● **Problem**:
Repeat what the lines below say, word for word, and skip every image.

● **Extracted material**:
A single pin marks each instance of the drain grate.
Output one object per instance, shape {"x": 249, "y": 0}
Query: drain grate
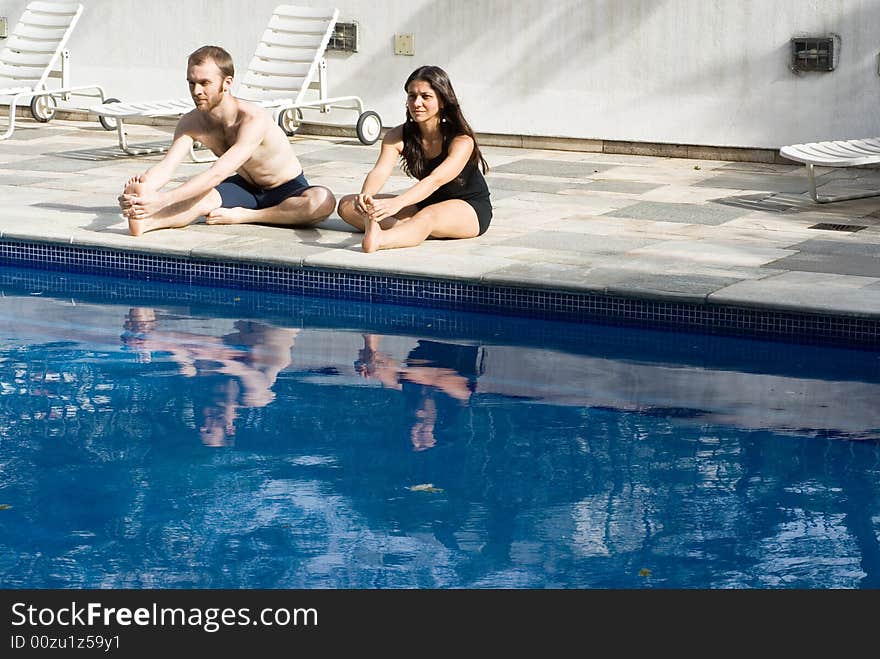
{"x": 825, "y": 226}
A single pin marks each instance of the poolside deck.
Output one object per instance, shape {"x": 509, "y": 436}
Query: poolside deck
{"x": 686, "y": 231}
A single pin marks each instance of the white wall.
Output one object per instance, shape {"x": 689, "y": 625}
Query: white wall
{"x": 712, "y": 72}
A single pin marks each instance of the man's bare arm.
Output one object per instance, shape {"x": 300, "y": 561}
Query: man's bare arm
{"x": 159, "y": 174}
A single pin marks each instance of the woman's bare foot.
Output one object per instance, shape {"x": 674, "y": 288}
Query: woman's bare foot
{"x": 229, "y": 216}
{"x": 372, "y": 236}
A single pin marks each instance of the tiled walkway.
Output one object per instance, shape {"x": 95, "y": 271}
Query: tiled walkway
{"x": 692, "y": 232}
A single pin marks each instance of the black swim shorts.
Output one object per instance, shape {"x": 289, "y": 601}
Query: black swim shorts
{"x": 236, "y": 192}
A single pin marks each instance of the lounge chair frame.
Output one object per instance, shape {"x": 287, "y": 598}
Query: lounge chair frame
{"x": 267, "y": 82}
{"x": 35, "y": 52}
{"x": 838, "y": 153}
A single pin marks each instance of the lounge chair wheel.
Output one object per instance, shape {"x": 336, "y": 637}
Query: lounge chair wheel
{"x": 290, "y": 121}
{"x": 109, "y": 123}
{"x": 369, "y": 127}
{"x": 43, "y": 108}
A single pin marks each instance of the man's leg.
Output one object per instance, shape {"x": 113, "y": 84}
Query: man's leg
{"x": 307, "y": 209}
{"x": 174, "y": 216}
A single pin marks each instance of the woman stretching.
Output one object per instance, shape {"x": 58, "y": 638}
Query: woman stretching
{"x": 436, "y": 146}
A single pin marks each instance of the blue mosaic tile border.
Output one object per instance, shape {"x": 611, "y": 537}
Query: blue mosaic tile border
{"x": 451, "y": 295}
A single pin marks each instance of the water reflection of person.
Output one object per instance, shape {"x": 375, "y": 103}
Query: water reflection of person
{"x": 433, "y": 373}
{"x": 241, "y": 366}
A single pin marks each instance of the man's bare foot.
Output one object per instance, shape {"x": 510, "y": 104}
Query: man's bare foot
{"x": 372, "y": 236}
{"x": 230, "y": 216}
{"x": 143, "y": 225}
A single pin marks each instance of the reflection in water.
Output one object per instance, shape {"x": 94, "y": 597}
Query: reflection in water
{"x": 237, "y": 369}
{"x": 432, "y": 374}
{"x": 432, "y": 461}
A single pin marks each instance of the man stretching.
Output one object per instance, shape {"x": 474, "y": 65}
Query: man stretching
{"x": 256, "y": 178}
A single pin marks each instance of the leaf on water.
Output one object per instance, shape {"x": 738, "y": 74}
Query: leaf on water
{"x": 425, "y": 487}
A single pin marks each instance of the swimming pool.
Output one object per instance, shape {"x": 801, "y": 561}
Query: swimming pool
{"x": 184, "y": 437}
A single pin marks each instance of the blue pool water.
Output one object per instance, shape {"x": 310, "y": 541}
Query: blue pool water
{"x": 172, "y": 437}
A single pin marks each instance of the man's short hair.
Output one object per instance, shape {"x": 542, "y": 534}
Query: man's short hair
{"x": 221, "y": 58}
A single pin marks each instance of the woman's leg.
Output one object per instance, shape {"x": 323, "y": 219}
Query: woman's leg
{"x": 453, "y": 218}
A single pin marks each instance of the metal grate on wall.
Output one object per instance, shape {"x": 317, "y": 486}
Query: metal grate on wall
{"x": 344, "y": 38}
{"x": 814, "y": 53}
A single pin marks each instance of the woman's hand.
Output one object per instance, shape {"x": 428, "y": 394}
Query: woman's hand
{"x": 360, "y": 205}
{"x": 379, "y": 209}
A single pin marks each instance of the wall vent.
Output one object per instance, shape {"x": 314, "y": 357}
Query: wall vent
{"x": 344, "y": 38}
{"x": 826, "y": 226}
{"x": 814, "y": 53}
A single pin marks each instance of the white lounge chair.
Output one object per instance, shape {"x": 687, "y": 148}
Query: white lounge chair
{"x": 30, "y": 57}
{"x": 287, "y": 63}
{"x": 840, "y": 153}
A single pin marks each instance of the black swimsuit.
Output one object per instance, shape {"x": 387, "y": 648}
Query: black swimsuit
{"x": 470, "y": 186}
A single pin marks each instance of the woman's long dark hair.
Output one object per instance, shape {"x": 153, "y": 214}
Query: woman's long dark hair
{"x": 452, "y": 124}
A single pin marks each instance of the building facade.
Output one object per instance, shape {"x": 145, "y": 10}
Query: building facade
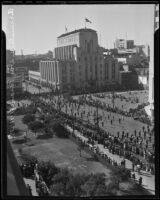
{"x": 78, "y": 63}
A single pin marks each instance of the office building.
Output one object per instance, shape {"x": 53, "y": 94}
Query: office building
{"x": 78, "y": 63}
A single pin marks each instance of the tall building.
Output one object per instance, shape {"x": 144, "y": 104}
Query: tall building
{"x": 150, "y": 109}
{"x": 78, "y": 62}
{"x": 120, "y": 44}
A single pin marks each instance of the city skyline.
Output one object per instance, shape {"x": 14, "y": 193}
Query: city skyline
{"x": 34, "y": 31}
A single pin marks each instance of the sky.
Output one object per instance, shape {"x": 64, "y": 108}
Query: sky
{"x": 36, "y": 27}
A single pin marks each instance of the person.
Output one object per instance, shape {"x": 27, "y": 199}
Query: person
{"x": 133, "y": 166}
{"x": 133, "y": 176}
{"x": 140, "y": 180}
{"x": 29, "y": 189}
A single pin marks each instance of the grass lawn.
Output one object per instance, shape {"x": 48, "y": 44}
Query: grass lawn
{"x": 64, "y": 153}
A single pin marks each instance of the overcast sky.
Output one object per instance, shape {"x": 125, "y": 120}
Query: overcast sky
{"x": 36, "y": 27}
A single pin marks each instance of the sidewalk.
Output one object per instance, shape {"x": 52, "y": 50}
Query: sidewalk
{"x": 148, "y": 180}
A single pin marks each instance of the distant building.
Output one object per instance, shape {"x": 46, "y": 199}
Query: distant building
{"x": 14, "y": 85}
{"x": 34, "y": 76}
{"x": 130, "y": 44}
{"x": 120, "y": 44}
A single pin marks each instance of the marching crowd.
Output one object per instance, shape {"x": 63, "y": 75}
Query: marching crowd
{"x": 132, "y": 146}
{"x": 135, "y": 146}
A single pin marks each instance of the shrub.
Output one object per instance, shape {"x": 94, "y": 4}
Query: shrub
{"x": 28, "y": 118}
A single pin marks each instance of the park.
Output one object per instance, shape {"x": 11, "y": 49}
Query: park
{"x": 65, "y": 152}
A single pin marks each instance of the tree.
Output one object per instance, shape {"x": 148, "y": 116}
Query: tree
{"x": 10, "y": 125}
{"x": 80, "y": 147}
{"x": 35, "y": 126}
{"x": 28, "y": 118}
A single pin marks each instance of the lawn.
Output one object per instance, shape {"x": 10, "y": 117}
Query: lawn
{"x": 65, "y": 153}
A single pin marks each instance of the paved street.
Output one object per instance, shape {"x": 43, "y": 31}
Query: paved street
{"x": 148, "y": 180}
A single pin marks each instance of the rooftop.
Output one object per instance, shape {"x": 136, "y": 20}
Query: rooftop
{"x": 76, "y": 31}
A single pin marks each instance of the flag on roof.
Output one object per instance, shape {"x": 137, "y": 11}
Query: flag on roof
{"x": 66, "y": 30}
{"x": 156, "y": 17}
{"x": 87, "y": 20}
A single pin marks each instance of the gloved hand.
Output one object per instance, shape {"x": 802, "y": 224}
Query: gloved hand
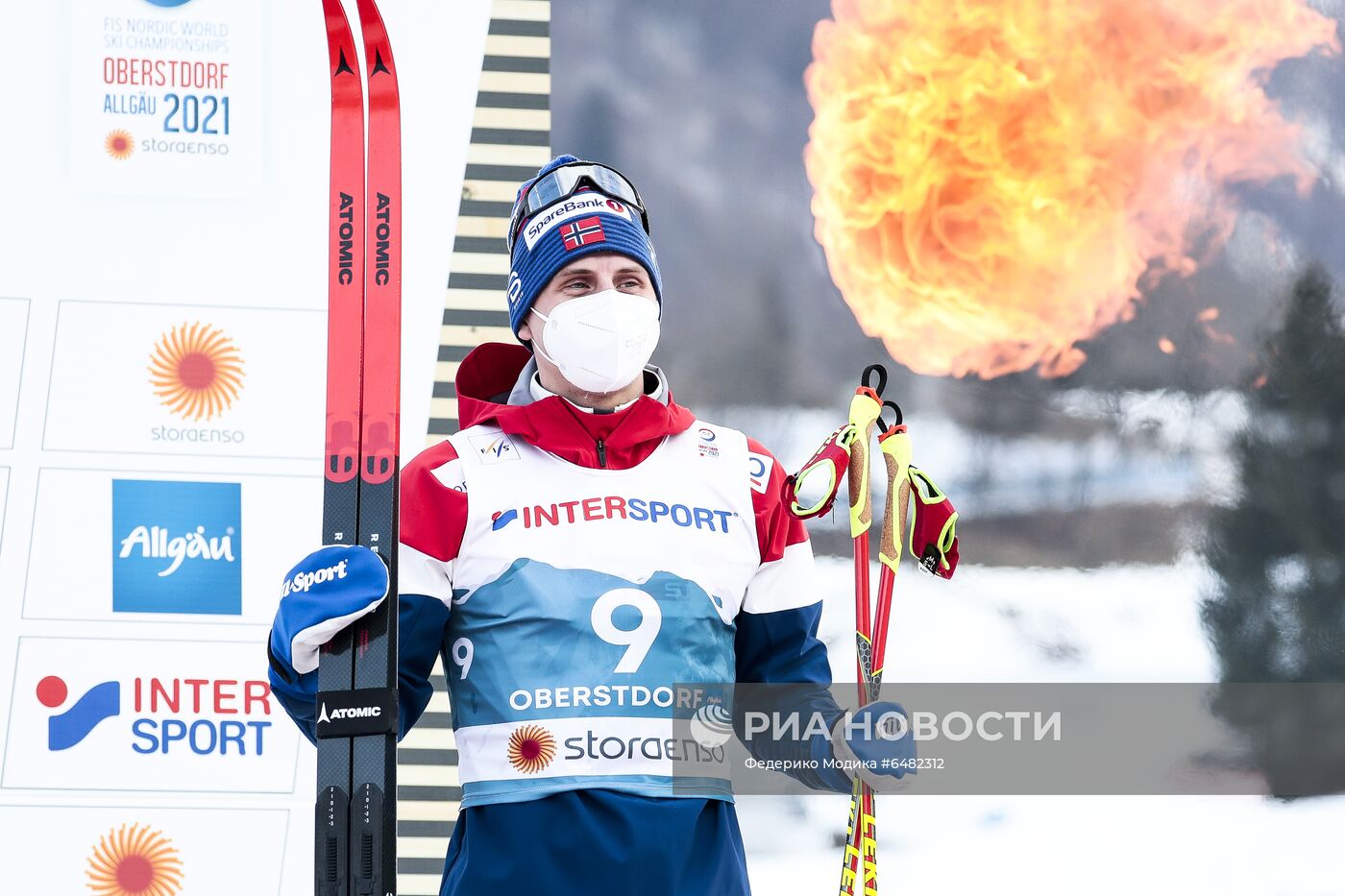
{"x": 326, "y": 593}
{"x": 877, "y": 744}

● **Exercise solution**:
A single pin marks each instance of the drain grate.
Output one object per instance, shape {"x": 249, "y": 0}
Query: drain grate
{"x": 825, "y": 226}
A single pin marks each instance of the poolside deck.
Output one object per instance, shape {"x": 509, "y": 436}
Query: poolside deck
{"x": 686, "y": 231}
A single pin marks each instance of the white wall.
Output one object per instance, shape {"x": 689, "y": 625}
Query: white wall
{"x": 712, "y": 72}
A single pin marks each instance of the man's bare arm.
Output one object per instance, shape {"x": 300, "y": 561}
Query: man's bare arm
{"x": 159, "y": 174}
A single pin marks each instance of the woman's bare foot.
Output one object per instance, shape {"x": 674, "y": 288}
Query: woman's bare foot
{"x": 229, "y": 216}
{"x": 372, "y": 236}
A single pin marks each instance of the tiled walkway.
Output one object per instance, shape {"x": 95, "y": 271}
Query: tiled walkway
{"x": 692, "y": 232}
A single pin marks each instance of the black swim shorts.
Output one object per instance, shape {"x": 289, "y": 601}
Query: black swim shorts
{"x": 236, "y": 192}
A single pin marks each instance of the lounge chair frame.
Output one object per instance, shape {"x": 287, "y": 598}
Query: lounge chair frame
{"x": 267, "y": 82}
{"x": 35, "y": 52}
{"x": 838, "y": 153}
A single pin marks each instance of the lounge chair wheel.
Output one object per instance, shape {"x": 336, "y": 637}
Query: lounge chair wheel
{"x": 290, "y": 121}
{"x": 109, "y": 123}
{"x": 369, "y": 127}
{"x": 43, "y": 108}
A single pin marks each instance of the man's leg.
Output one object per instance, shape {"x": 113, "y": 84}
Query: man's leg
{"x": 307, "y": 209}
{"x": 174, "y": 216}
A single pin marks each instance of the woman stretching.
Output one object per instance, shape {"x": 58, "y": 638}
Query: woman stretching
{"x": 436, "y": 146}
A single pin marks each instance of the blue mosaic tile border.
Output one object per instance, shape {"x": 611, "y": 537}
Query: blue mosaic tile border
{"x": 451, "y": 295}
A single pin marks each instance of the water reflection of person.
Output one object per instance, shape {"x": 375, "y": 103}
Query: water reflection of person
{"x": 433, "y": 373}
{"x": 241, "y": 366}
A single pin marks each instance of the man's bare foot.
Output one object per instance, shape {"x": 510, "y": 104}
Query: man's bare foot
{"x": 372, "y": 236}
{"x": 230, "y": 216}
{"x": 143, "y": 225}
A single pin marks each instance of the reflection in water.
Output one object per instance, shape {"x": 94, "y": 597}
Query: reflection in water
{"x": 237, "y": 369}
{"x": 432, "y": 374}
{"x": 432, "y": 461}
A single pin marks each instance of the man stretching.
Output one object per instance, shape {"x": 474, "y": 65}
Query: man stretching
{"x": 256, "y": 178}
A single pin marks each instance of the leaf on water.
Output one object per instance, shape {"x": 738, "y": 74}
Query: leaf on water
{"x": 425, "y": 487}
A single pin marks each instance of the swimming pool.
Output one object per instance, shape {"x": 801, "y": 561}
Query: swimming pool
{"x": 184, "y": 437}
A single pin marks each instance of the blue pool water.
Output one object per instance, shape {"x": 310, "y": 541}
Query: blue pool water
{"x": 172, "y": 437}
A single pin marks each instance of the man's short hair.
Output one object per instance, shape {"x": 542, "y": 534}
Query: man's short hair
{"x": 221, "y": 58}
A single pin marks each instance of the woman's leg.
Output one object per instance, shape {"x": 323, "y": 219}
Query: woman's leg
{"x": 453, "y": 218}
A single pin marks each instance of the metal grate on wall.
Output one object per instance, shape {"x": 317, "y": 486}
Query: metal grate on wall
{"x": 344, "y": 38}
{"x": 814, "y": 53}
A single pin marks each instance of the woman's hand.
Output one object per instance, shape {"x": 428, "y": 394}
Query: woman's hand
{"x": 360, "y": 205}
{"x": 379, "y": 209}
A single pin marks each instance of the wall vent.
Output one object per instance, shape {"x": 314, "y": 357}
Query: wall vent
{"x": 344, "y": 38}
{"x": 826, "y": 226}
{"x": 814, "y": 53}
A single pin marks each instance of the white lounge chair.
Output one object per instance, shape {"x": 687, "y": 148}
Query: white lounge chair
{"x": 30, "y": 57}
{"x": 287, "y": 63}
{"x": 840, "y": 153}
A single pin marks each instance of the black swimsuit.
Output one object per instance, shape {"x": 387, "y": 648}
Query: black swimsuit
{"x": 470, "y": 186}
A single pin marks each instance of the woman's long dark hair.
Output one object per instance, shape {"x": 153, "y": 214}
Query: woman's long dark hair
{"x": 452, "y": 124}
A single pin marks each instance of the building facade.
Output one object per instance, shape {"x": 145, "y": 10}
Query: building facade
{"x": 78, "y": 63}
A single pin marks each instance of the office building.
Output one object per instance, shape {"x": 53, "y": 94}
Query: office building
{"x": 78, "y": 63}
A single pin marks each instance of the tall building.
Output one object per instance, shape {"x": 144, "y": 104}
Query: tall building
{"x": 150, "y": 109}
{"x": 78, "y": 62}
{"x": 120, "y": 44}
A single pin marks each instance of the city skyline.
Output one object per instance, shape {"x": 14, "y": 193}
Query: city skyline
{"x": 34, "y": 31}
A single pin marks each instance of the sky.
Output one object per instance, shape {"x": 64, "y": 108}
Query: sky
{"x": 36, "y": 27}
A single pin marks each instance of the person.
Output one object per instance, shape {"x": 27, "y": 199}
Query: person
{"x": 133, "y": 166}
{"x": 133, "y": 176}
{"x": 140, "y": 180}
{"x": 29, "y": 189}
A single pin marks each instance of the grass lawn.
Output one object per instance, shape {"x": 48, "y": 44}
Query: grass lawn
{"x": 64, "y": 153}
A single pin marks each instance of the overcast sky.
Output one object per instance, shape {"x": 125, "y": 120}
Query: overcast sky
{"x": 36, "y": 27}
A single pin marks each instance of the sidewalk.
Output one object per instance, shape {"x": 52, "y": 50}
Query: sidewalk
{"x": 148, "y": 180}
A single pin marks each instance of the distant building.
Output one object per instance, shape {"x": 46, "y": 199}
Query: distant building
{"x": 14, "y": 85}
{"x": 34, "y": 76}
{"x": 130, "y": 44}
{"x": 120, "y": 44}
A single pin marks each instance of the marching crowd.
Output one object per instance, shape {"x": 63, "y": 75}
Query: marching crowd
{"x": 132, "y": 146}
{"x": 135, "y": 146}
A single pin marks each instance of the shrub.
Output one object per instance, shape {"x": 94, "y": 4}
Query: shrub
{"x": 28, "y": 118}
A single pin marks each instance of the park.
Output one object per instance, shape {"x": 11, "y": 49}
Query: park
{"x": 65, "y": 152}
A single pin marks each instance of the tree.
Output one object per instance, shape {"x": 148, "y": 116}
Query: tree
{"x": 10, "y": 125}
{"x": 80, "y": 147}
{"x": 35, "y": 126}
{"x": 28, "y": 118}
A single pin marks each instance of the lawn.
Output one object per instance, shape {"x": 10, "y": 117}
Query: lawn
{"x": 65, "y": 153}
A single pin marks each instance of the paved street.
Output one object per instance, shape {"x": 43, "y": 31}
Query: paved street
{"x": 148, "y": 180}
A single pin marks each instance of the rooftop.
Output one object per instance, shape {"x": 136, "y": 20}
Query: rooftop
{"x": 76, "y": 31}
A single pin marks each instance of the flag on roof.
Output one object per instance, shape {"x": 137, "y": 11}
Query: flag on roof
{"x": 66, "y": 30}
{"x": 156, "y": 17}
{"x": 87, "y": 20}
A single pin marks each instance of the gloved hand.
Output one object per instance, shape {"x": 802, "y": 224}
Query: gloved hand
{"x": 326, "y": 593}
{"x": 877, "y": 744}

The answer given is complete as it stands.